** Source text follows **
Having Zane get the stomach bug the morning after I wrenched my ankle may not sound convenient, but basically I only have one energetic boy to worry about- the other stays somnolent. Earlier, as I pondered how to look on the bright side while mopping up the explosion in Zane’s crib, I mused over last night’s deep felt chagrin after spraining my ankle doing nothing more strenuous than walking. I was even wearing athletic shoes.

Every time I get injured (which has thankfully happened less frequently over the past few years) I view it as a personal affront and betrayal. How dare my body succumb to such a thing! Triple the embarrassment now as I tout the benefits of balanced eating and consistent exercise and here I am falling over in my backyard. Last time I sprained my ankle-the left one I think- it had been going down ONE STEP onto a sidewalk while I was pregnant with Cade. One step. I could, and did, blame that heavily on the pregnancy hormone relaxin that make everything stretchy and loose in preparation for childbirth-but the truth is I’m a clumsy person with weak ankles.
** End of Source text **
Problems and tasks:
• a. Repeat the part of the sprained-ankle post that runs from "Having Zane get" up to and including "wearing athletic shoes.", word for word.
• b. According to the sprained-ankle post, what was the writer doing during the earlier ankle sprain while pregnant with Cade?
** Entries shown follows **
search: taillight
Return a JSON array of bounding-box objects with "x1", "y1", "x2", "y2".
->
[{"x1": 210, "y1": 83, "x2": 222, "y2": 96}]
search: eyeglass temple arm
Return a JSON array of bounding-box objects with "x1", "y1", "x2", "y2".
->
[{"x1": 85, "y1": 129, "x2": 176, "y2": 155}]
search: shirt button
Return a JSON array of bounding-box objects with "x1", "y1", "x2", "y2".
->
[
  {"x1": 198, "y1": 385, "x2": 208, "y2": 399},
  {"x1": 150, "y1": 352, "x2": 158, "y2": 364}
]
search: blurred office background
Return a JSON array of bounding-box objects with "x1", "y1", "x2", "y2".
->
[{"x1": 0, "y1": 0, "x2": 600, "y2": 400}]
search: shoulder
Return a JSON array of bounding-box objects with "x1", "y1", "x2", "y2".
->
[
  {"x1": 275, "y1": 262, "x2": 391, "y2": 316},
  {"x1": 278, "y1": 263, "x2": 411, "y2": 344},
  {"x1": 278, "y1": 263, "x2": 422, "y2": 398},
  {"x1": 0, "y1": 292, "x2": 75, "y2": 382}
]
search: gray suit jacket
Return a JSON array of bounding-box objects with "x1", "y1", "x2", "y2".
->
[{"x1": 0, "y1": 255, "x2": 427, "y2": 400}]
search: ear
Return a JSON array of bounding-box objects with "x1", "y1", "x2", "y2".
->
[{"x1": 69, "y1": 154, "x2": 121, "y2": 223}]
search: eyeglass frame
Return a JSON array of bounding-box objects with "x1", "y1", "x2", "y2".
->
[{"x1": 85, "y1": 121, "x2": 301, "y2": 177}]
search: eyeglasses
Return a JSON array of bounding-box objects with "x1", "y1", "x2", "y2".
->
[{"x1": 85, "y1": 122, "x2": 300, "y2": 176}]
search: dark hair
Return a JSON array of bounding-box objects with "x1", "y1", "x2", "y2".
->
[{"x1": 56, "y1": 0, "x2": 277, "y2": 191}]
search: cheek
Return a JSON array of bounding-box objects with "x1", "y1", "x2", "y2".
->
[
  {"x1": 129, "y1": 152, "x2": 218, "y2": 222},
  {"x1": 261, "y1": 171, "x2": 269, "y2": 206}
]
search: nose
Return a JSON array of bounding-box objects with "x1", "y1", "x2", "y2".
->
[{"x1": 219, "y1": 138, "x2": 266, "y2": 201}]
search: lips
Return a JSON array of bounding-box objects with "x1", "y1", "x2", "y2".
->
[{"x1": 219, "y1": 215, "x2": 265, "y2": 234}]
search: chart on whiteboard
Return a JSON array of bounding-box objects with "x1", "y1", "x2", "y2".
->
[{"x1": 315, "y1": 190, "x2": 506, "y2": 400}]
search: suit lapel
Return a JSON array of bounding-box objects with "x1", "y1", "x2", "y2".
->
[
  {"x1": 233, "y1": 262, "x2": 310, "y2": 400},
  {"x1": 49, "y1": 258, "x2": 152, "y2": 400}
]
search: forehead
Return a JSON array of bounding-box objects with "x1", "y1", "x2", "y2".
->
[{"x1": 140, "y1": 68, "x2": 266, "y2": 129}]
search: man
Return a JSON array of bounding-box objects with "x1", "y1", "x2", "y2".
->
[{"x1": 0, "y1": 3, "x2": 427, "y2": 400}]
** End of Entries shown **
Your written answers:
• a.
Having Zane get the stomach bug the morning after I wrenched my ankle may not sound convenient, but basically I only have one energetic boy to worry about- the other stays somnolent. Earlier, as I pondered how to look on the bright side while mopping up the explosion in Zane’s crib, I mused over last night’s deep felt chagrin after spraining my ankle doing nothing more strenuous than walking. I was even wearing athletic shoes.

• b. Going down one step onto a sidewalk.